What this exercise asks:
1: According to the notices section of the agreement excerpt below, what are all the ways a notice can be delivered and still count as duly given?
2: Transcribe the stretch of the agreement excerpt below from "Senior Vice President" through "by like notice.".
3: In the agreement excerpt below, which state's laws govern the agreement?

___ Passage

3.        Severability.  If any provision of this Agreement shall be held to be or shall, in fact, be invalid, inoperative or unenforceable as applied to any particular case or in any particular jurisdiction, for any reason, such circumstances shall not have the effect of rendering the provision in question invalid, inoperative or unenforceable in any other distinguishable case or jurisdiction, or of rendering any other provision or provisions herein contained invalid, inoperative or unenforceable to any extent whatsoever.  The invalidity, inoperability or unenforceability of any one or more phrases, sentences, clauses or Sections contained in this Agreement shall not affect any other remaining part of this Agreement.

 
 
 
56


4.        Governing Law; Binding Effect; Assignment; Amendment or Termination.  (a)  This Agreement shall be governed by and interpreted in accordance with the laws of the State of Delaware.

(b)  This Agreement shall be binding upon the Nominee and upon the Nominating Party and its successors and assigns, and shall inure to the benefit of the Nominee and his heirs, personal representatives, executors and administrators, and to the benefit of the Nominating Party and its successors and assigns.  Neither this Agreement nor any of the rights, interests or obligations hereunder may be assigned, in whole or in part, by either party without the prior written consent of the other party;  provided , that the Nominating Party may, in its sole discretion, assign any or all of its rights, interests or obligations hereunder to the Corporation.

(c)  No amendment, modification, termination or cancellation of this Agreement shall be effective unless in a writing signed by both parties hereto.

5.        Notices.  All notices, requests, demands, and other communications hereunder shall be in writing and shall be deemed to have been duly given if delivered by hand, if delivered by facsimile transmission with confirmation of receipt, if delivered by commercial courier and signed for by or on behalf of the party to whom said notice or other communication shall have been directed, or if mailed by certified or registered mail with postage prepaid on the third business day after the date on which it is so mailed:

(a)  if to the Nominee to

[Name]
[Address]
Facsimile:  []

or to other such address as may be furnished to the Nominating Party by the Nominee by like notice;

(b)  if to the Nominating Party to

John D. Stanley, Esq.
Senior Vice President and General Counsel
Air Products and Chemicals, Inc.
7201 Hamilton Boulevard
Allentown, PA 18195-1501
Facsimile:  [REDACTED]

or to such other address as may be furnished to the Nominee by the Nominating Party by like notice.

 



 
57



IN WITNESS WHEREOF, the parties hereto have executed this Agreement as of the day and year first above written.

 
AIR PRODUCTS AND CHEMICALS, INC.
 
     
     
     


 
[NOMINEE]
 
     
     
     

 



 
 
58

 

ANNEX E

FORM OF
INDEMNIFICATION AGREEMENT

[FORM OF]
DIRECTOR NOMINEE’S INDEMNIFICATION AGREEMENT


THIS AGREEMENT is made as of [●], 2010, between AIR PRODUCTS AND CHEMICALS, INC. (the “Indemnifying Party”), and [●] (the “Indemnitee”).

______
___ Listed entries

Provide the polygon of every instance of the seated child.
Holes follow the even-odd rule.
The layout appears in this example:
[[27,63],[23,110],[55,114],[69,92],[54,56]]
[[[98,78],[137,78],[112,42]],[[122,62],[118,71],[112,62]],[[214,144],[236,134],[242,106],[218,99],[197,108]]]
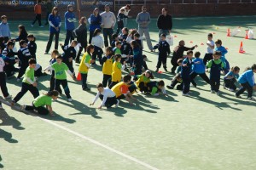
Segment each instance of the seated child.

______

Per-task outputs:
1:
- By hand
- By facsimile transmission with confirmation of receipt
- By commercial courier, signed for by or on behalf of the party to whom it is directed
- By certified or registered mail with postage prepaid

2:
Senior Vice President and General Counsel
Air Products and Chemicals, Inc.
7201 Hamilton Boulevard
Allentown, PA 18195-1501
Facsimile:  [REDACTED]

or to such other address as may be furnished to the Nominee by the Nominating Party by like notice.

3: The laws of the State of Delaware.